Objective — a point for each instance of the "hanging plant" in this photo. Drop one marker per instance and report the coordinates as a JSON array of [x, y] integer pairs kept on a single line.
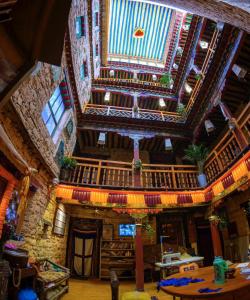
[[68, 163], [137, 164], [197, 154], [198, 77], [181, 109], [166, 80]]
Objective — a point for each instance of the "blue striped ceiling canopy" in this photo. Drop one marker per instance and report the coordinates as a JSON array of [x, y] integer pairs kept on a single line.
[[138, 32]]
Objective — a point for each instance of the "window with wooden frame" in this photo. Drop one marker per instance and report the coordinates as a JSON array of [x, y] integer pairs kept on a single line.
[[80, 26], [53, 111]]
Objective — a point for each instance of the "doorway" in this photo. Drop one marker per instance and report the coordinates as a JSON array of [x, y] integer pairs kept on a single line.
[[204, 241], [84, 247]]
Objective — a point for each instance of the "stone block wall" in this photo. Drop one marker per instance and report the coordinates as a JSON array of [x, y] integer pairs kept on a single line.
[[236, 214], [80, 49], [22, 121], [96, 38], [29, 100]]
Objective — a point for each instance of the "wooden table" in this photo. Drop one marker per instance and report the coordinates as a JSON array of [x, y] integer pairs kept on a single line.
[[167, 267], [237, 288]]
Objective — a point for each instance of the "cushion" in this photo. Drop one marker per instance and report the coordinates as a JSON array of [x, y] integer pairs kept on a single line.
[[51, 276]]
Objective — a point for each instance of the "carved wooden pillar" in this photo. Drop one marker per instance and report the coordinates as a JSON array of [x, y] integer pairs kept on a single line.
[[137, 173], [215, 237], [236, 130], [139, 259]]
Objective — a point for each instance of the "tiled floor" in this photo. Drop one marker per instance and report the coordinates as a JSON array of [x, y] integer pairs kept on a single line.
[[100, 290]]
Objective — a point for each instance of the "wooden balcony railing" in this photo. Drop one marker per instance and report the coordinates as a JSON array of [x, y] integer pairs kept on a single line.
[[171, 177], [126, 112], [117, 174], [106, 173], [229, 147]]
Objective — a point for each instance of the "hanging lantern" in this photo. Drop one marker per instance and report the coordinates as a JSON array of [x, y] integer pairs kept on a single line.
[[240, 72], [209, 126], [111, 73], [175, 66], [188, 88], [107, 97], [203, 44], [162, 102], [186, 27], [168, 145], [102, 138]]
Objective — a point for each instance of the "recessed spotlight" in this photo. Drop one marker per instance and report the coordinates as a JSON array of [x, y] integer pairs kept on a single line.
[[203, 44], [188, 88], [154, 77], [107, 97], [162, 102]]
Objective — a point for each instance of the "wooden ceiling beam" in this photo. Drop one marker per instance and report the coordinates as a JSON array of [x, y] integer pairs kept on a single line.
[[184, 135]]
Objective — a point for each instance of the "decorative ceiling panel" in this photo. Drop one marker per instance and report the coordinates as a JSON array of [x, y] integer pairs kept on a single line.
[[138, 31]]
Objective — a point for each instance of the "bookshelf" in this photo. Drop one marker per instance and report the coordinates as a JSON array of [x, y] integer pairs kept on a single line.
[[118, 255]]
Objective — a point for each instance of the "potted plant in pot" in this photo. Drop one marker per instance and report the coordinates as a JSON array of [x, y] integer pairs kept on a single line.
[[166, 80], [137, 164], [197, 154], [67, 165]]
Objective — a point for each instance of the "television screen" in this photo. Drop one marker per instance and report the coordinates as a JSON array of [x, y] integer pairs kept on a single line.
[[126, 229]]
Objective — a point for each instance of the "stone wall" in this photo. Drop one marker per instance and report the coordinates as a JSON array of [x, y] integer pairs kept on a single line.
[[214, 10], [80, 49], [96, 38], [29, 100], [110, 217], [22, 121]]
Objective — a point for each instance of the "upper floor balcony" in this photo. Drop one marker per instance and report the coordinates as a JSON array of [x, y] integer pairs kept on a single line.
[[122, 175]]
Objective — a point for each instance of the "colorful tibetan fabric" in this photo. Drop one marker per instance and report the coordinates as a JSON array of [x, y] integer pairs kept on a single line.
[[117, 199], [81, 196], [184, 199], [228, 181], [152, 200]]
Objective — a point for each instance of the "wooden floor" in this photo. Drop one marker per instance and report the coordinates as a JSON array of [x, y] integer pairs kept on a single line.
[[100, 290]]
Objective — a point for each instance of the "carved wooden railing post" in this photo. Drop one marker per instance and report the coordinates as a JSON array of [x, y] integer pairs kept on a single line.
[[237, 132]]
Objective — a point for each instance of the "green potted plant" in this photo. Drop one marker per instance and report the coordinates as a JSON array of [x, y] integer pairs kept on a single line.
[[67, 165], [166, 80], [197, 154], [181, 109], [137, 165]]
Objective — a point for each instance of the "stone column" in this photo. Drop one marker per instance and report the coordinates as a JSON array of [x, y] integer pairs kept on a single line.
[[139, 259], [215, 236], [234, 125], [214, 10], [137, 173]]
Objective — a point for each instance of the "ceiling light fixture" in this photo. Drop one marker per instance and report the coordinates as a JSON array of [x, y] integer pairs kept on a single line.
[[203, 44], [162, 102], [111, 73], [168, 145], [102, 138], [154, 77], [188, 88], [107, 97], [209, 126]]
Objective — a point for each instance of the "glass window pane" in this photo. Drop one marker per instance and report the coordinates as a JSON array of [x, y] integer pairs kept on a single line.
[[59, 113], [46, 113], [51, 125], [57, 104], [54, 96]]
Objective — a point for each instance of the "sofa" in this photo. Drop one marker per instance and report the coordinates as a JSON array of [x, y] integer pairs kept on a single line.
[[52, 279]]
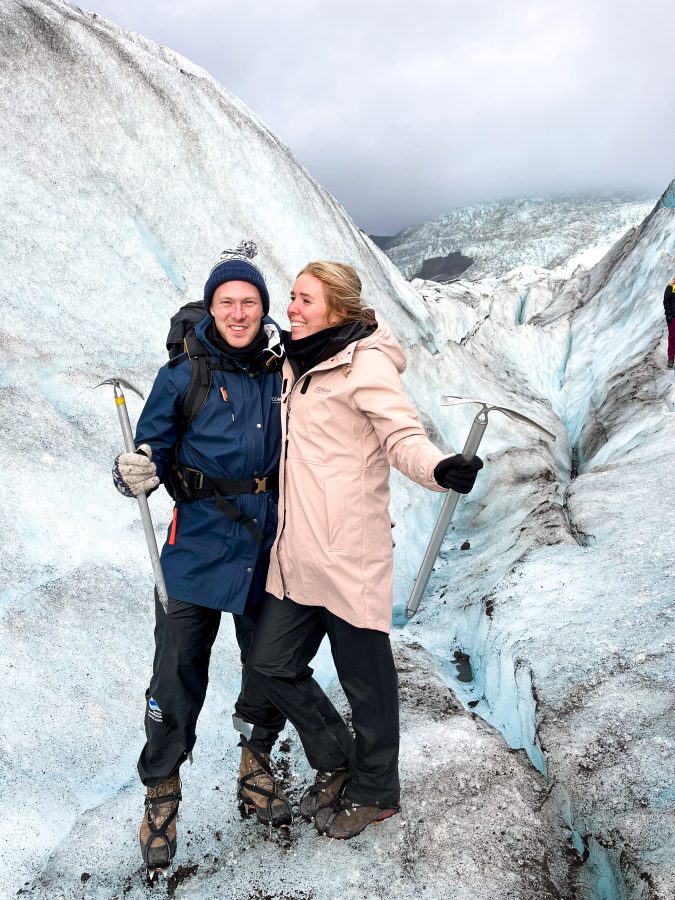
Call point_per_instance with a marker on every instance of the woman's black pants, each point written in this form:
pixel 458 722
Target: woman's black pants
pixel 287 638
pixel 183 641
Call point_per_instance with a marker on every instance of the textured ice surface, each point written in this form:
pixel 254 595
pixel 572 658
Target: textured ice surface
pixel 502 235
pixel 124 171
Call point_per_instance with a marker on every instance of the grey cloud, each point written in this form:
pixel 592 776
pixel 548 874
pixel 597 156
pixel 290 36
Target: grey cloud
pixel 406 110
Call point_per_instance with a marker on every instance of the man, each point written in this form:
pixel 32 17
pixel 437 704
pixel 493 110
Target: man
pixel 669 309
pixel 220 461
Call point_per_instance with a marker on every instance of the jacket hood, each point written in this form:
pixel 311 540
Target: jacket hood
pixel 381 339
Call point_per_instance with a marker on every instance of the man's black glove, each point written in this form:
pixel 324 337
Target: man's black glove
pixel 457 473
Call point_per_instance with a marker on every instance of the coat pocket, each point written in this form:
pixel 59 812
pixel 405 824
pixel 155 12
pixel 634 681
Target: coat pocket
pixel 335 513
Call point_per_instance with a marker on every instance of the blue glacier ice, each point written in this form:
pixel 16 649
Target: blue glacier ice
pixel 125 170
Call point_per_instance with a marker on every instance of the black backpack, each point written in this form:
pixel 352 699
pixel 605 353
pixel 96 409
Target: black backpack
pixel 182 343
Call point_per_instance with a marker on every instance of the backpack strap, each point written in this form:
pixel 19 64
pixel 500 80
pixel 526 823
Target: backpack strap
pixel 203 366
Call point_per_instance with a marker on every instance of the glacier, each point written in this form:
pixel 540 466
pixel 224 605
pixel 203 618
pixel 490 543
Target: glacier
pixel 536 680
pixel 490 239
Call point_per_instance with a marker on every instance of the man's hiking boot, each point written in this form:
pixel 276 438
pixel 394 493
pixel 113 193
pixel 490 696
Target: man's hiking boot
pixel 259 792
pixel 327 788
pixel 345 819
pixel 158 828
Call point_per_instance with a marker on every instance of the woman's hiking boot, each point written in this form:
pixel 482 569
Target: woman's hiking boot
pixel 327 788
pixel 345 819
pixel 158 828
pixel 259 791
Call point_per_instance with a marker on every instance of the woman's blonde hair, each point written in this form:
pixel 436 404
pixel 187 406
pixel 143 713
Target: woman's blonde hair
pixel 342 287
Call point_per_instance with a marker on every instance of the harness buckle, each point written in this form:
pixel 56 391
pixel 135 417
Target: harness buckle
pixel 195 480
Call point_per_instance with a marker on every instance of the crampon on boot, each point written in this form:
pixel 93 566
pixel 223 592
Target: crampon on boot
pixel 259 792
pixel 327 788
pixel 345 819
pixel 158 828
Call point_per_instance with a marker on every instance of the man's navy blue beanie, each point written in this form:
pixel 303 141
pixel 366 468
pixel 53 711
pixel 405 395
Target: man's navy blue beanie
pixel 235 266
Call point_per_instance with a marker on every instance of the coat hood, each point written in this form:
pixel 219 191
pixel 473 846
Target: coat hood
pixel 381 339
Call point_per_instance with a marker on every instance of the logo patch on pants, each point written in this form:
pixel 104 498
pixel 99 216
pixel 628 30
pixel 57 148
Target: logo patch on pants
pixel 154 711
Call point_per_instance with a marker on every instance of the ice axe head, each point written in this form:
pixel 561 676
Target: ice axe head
pixel 118 383
pixel 488 408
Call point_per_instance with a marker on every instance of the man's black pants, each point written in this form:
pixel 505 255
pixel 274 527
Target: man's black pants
pixel 183 642
pixel 287 638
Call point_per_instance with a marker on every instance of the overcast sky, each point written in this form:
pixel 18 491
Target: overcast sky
pixel 406 110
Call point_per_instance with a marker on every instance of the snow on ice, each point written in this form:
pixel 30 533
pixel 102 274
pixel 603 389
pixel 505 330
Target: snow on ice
pixel 125 170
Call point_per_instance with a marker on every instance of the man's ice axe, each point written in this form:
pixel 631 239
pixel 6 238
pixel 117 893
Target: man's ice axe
pixel 449 504
pixel 142 499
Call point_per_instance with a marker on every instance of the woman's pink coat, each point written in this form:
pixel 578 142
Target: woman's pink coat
pixel 343 424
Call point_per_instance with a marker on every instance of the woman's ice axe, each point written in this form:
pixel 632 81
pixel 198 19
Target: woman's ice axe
pixel 449 504
pixel 142 499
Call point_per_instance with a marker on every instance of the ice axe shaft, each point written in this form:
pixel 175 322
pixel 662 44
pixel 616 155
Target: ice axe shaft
pixel 450 503
pixel 146 518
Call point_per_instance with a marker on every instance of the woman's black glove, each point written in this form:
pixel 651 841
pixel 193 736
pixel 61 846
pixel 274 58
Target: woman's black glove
pixel 457 473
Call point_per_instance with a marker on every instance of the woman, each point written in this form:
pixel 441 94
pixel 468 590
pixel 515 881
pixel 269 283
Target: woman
pixel 345 419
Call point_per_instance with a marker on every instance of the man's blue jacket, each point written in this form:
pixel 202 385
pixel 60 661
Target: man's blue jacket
pixel 214 561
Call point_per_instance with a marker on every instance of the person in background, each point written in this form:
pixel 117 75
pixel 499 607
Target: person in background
pixel 669 309
pixel 345 418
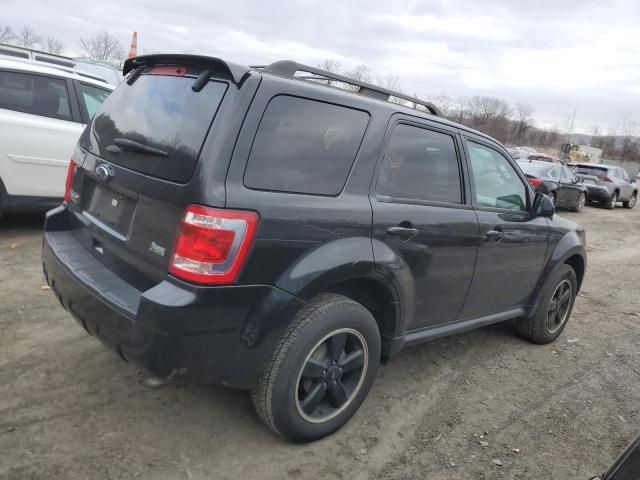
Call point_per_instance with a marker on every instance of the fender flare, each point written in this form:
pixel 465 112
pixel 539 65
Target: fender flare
pixel 566 248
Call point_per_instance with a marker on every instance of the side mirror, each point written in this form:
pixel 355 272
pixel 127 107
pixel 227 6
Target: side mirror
pixel 543 206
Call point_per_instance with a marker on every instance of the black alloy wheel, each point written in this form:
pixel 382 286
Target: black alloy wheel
pixel 332 375
pixel 559 306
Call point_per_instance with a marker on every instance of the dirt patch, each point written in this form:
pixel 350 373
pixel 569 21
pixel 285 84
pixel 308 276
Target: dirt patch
pixel 481 405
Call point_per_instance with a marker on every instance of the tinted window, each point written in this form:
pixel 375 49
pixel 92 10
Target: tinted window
pixel 420 164
pixel 555 172
pixel 158 111
pixel 304 146
pixel 568 175
pixel 34 94
pixel 92 97
pixel 588 170
pixel 534 168
pixel 496 182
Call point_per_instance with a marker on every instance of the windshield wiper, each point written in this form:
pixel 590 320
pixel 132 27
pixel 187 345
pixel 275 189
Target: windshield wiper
pixel 127 144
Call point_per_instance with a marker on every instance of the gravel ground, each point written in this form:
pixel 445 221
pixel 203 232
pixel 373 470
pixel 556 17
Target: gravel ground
pixel 480 405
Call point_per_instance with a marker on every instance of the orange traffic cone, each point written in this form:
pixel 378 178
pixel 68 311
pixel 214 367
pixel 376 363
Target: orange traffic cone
pixel 133 51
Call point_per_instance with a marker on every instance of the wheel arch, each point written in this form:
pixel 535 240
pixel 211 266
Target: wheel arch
pixel 380 298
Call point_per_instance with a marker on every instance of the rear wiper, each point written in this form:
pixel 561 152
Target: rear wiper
pixel 127 144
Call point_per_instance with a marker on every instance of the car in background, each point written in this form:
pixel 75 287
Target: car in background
pixel 556 181
pixel 607 184
pixel 524 152
pixel 43 110
pixel 84 67
pixel 542 157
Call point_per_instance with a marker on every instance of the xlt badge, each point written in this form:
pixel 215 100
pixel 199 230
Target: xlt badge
pixel 157 249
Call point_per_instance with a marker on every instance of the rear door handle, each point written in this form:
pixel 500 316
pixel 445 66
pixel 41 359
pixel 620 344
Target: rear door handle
pixel 495 235
pixel 404 233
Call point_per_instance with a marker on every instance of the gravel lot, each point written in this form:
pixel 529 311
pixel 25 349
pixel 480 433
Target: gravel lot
pixel 451 409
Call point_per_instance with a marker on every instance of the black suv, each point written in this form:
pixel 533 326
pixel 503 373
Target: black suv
pixel 267 229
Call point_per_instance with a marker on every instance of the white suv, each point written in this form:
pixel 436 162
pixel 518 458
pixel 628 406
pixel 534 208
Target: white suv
pixel 43 110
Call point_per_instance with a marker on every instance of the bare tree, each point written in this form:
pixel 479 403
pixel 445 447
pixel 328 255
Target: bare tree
pixel 6 34
pixel 332 66
pixel 361 73
pixel 28 38
pixel 103 47
pixel 53 45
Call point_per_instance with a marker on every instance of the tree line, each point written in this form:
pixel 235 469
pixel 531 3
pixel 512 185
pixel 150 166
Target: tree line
pixel 510 124
pixel 101 47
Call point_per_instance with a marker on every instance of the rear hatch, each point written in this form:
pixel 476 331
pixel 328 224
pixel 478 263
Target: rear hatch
pixel 135 161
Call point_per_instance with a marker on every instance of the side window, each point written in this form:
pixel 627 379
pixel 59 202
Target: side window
pixel 420 164
pixel 304 146
pixel 555 173
pixel 92 98
pixel 625 175
pixel 35 94
pixel 497 185
pixel 568 175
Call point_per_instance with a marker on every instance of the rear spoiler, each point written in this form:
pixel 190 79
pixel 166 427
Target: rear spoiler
pixel 237 72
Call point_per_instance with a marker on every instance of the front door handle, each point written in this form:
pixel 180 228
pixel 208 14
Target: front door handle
pixel 495 235
pixel 404 233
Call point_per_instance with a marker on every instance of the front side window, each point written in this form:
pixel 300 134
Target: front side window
pixel 496 183
pixel 92 98
pixel 420 164
pixel 304 146
pixel 555 173
pixel 35 94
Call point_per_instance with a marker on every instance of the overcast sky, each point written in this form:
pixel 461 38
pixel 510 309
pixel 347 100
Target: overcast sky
pixel 556 55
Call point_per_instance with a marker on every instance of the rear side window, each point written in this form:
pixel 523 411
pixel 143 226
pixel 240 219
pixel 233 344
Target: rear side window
pixel 304 146
pixel 420 164
pixel 35 94
pixel 158 124
pixel 588 170
pixel 92 98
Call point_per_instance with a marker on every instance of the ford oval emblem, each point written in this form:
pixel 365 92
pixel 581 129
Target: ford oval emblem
pixel 103 172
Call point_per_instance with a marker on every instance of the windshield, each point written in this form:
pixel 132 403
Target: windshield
pixel 533 168
pixel 161 112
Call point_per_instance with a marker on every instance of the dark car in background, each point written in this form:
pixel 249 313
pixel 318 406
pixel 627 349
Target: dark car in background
pixel 557 181
pixel 607 184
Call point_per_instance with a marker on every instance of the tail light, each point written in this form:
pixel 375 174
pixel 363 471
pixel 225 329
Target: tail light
pixel 212 244
pixel 534 182
pixel 71 171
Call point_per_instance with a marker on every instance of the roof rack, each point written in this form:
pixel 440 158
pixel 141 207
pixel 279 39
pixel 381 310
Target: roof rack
pixel 289 68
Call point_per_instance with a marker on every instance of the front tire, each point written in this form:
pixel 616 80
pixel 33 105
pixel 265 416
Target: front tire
pixel 321 371
pixel 580 204
pixel 632 201
pixel 553 312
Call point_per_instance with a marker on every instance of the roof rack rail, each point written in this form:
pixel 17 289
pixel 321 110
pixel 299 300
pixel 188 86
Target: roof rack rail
pixel 289 68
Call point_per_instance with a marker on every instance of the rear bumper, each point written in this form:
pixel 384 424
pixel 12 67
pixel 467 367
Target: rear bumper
pixel 175 330
pixel 597 193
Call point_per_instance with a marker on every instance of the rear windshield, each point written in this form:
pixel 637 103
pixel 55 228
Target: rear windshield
pixel 595 171
pixel 161 112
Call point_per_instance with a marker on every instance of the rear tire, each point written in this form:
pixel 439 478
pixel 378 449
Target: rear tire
pixel 549 320
pixel 315 381
pixel 632 201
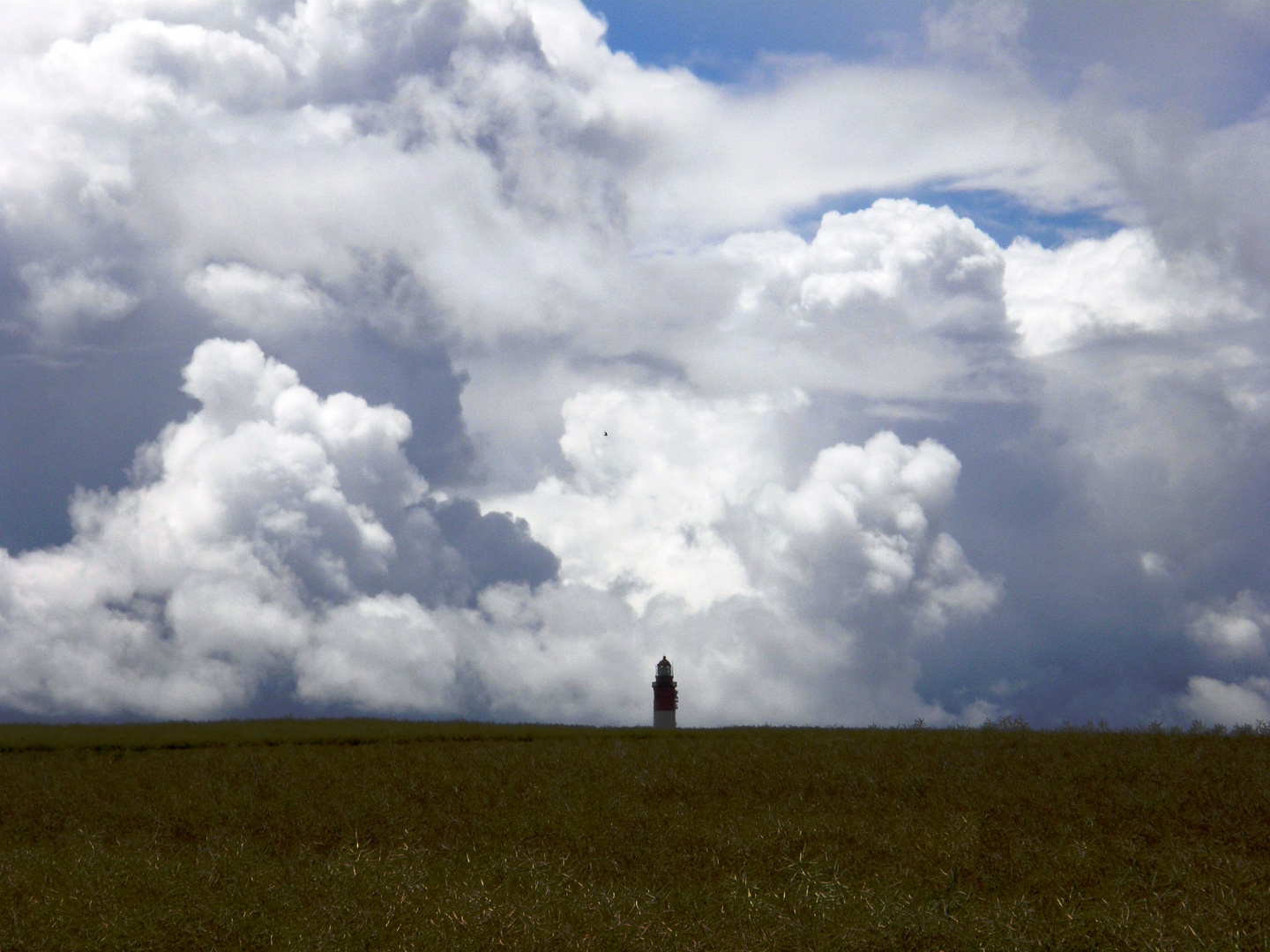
********
Exercise requirements – Recast the stretch of lines from the one containing "the front side" through the one containing "pixel 556 55" as a numbered list, omitting any blank lines.

Task response –
1. Call point_per_instance with a marker on every instance of the front side window, each point written in this form:
2. pixel 300 134
3. Target: front side window
4. pixel 496 183
5. pixel 92 98
6. pixel 420 164
7. pixel 304 146
8. pixel 555 173
9. pixel 35 94
10. Call point_per_instance with a marker on every instance of the overcast sky, each point written in this form:
11. pixel 461 38
12. pixel 510 309
13. pixel 347 100
14. Target: overcast sky
15. pixel 556 55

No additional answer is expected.